> Task goal
Since only part of the material below is wanted, output exactly the lines from the one with "positive clicks: (491, 335)" up to and including the one with "box: [24, 18, 72, 89]".

> Material for this exercise
== Segment start ==
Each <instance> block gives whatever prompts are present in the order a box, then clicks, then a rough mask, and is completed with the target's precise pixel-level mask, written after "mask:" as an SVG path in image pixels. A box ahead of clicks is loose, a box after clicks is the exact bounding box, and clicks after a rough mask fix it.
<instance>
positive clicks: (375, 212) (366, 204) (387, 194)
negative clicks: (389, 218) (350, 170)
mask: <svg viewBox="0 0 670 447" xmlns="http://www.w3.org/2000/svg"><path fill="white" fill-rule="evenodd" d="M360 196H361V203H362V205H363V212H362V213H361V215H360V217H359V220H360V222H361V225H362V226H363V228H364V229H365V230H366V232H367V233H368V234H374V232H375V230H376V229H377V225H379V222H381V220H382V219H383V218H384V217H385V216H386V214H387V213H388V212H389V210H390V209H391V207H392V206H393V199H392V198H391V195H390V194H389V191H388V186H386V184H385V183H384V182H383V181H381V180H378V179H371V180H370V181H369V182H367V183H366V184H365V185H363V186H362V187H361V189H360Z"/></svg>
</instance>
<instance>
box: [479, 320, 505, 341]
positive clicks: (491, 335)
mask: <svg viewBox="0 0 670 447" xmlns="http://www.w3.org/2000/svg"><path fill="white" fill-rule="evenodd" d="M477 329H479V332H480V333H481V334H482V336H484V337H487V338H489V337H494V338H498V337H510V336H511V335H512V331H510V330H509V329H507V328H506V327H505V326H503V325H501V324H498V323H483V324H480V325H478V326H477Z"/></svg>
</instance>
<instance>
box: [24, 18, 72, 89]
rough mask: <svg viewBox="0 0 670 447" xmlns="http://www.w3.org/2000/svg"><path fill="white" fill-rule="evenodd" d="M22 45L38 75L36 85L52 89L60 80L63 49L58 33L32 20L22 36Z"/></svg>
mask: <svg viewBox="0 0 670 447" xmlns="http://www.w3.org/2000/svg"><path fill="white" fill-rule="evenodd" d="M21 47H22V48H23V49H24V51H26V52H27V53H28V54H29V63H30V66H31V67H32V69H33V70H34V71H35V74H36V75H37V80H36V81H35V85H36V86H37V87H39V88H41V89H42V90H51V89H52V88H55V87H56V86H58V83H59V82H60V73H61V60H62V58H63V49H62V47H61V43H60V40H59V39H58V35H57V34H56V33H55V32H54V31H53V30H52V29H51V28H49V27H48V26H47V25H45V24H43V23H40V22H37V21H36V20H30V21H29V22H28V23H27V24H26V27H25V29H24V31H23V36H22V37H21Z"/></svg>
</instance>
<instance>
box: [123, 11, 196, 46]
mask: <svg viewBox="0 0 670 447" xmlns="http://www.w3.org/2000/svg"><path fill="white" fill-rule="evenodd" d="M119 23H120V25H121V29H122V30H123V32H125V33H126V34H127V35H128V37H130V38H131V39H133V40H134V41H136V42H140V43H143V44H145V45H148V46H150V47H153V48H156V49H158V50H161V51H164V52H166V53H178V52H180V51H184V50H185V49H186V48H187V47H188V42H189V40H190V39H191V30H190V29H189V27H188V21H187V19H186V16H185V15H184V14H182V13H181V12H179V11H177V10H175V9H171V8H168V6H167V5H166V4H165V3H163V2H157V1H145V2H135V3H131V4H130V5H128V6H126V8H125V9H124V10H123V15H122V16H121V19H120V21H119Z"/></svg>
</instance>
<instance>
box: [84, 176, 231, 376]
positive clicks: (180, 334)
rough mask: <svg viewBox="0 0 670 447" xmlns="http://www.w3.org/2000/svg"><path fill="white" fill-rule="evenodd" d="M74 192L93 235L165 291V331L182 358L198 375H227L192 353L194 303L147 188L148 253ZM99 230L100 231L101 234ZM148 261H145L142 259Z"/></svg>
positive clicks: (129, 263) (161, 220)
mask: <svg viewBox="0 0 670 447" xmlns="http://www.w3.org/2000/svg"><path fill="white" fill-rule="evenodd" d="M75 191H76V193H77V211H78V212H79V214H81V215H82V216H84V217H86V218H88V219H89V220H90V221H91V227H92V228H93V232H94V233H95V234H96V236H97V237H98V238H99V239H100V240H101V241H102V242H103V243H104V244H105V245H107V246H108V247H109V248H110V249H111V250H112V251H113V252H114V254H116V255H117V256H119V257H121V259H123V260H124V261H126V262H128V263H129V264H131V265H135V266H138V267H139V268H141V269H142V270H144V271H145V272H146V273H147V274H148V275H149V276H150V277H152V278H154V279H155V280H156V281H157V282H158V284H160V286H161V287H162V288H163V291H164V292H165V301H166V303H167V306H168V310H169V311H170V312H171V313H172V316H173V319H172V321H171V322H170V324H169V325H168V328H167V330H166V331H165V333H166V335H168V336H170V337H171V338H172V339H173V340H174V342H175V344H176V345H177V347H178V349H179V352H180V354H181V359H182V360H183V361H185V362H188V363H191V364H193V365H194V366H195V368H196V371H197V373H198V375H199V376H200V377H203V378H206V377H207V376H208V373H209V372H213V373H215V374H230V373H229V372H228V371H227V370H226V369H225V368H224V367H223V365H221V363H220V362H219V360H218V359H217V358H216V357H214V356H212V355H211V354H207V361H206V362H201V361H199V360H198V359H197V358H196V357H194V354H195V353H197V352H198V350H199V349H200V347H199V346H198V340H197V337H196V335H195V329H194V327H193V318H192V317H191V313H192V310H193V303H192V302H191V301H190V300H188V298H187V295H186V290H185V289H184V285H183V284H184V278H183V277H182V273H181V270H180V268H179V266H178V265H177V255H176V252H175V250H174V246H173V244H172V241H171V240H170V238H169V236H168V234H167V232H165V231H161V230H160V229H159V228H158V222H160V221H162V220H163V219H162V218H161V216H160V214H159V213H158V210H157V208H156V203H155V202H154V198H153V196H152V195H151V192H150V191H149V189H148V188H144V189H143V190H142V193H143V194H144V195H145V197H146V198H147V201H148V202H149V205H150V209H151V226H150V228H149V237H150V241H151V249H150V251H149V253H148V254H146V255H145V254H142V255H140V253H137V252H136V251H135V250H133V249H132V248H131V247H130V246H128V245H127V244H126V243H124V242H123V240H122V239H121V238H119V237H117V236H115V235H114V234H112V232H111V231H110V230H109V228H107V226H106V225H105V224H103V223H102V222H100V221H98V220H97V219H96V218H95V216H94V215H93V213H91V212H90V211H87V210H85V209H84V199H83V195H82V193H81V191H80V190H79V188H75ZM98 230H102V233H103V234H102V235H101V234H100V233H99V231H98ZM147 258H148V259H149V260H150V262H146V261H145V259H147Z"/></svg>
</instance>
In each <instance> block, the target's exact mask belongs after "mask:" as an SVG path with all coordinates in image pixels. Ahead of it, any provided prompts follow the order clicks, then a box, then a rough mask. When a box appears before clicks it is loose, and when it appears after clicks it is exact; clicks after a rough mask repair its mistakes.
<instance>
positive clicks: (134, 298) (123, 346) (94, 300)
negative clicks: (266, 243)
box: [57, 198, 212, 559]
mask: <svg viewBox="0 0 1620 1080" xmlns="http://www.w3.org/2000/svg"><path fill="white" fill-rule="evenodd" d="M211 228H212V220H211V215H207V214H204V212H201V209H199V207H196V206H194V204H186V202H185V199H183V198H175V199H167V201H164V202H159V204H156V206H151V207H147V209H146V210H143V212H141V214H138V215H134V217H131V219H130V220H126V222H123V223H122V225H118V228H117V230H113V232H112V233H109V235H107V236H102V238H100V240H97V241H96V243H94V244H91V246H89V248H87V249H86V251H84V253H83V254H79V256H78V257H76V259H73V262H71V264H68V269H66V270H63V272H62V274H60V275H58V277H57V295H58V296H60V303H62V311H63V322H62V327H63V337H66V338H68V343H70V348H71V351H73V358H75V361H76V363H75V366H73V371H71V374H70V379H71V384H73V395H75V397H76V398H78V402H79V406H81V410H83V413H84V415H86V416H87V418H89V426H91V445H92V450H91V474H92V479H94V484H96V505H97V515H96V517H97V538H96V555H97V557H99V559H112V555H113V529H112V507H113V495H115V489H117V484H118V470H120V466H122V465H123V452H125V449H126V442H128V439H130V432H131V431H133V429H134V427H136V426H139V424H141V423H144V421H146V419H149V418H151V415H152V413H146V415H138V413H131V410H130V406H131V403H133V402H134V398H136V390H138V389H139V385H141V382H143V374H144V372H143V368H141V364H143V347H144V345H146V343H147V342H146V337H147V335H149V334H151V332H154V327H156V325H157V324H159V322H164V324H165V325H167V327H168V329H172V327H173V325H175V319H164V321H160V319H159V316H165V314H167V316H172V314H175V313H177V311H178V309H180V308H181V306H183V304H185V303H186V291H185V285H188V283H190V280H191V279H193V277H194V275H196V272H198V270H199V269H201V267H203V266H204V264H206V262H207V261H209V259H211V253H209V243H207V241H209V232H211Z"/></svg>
== Segment end ==
> Solution to the exercise
positive clicks: (491, 335)
mask: <svg viewBox="0 0 670 447" xmlns="http://www.w3.org/2000/svg"><path fill="white" fill-rule="evenodd" d="M477 329H479V332H480V333H481V334H482V336H484V337H487V338H489V337H494V338H498V337H510V336H511V335H512V331H510V330H509V329H507V328H506V327H505V326H503V325H501V324H498V323H483V324H480V325H478V326H477Z"/></svg>
</instance>
<instance>
box: [24, 18, 72, 89]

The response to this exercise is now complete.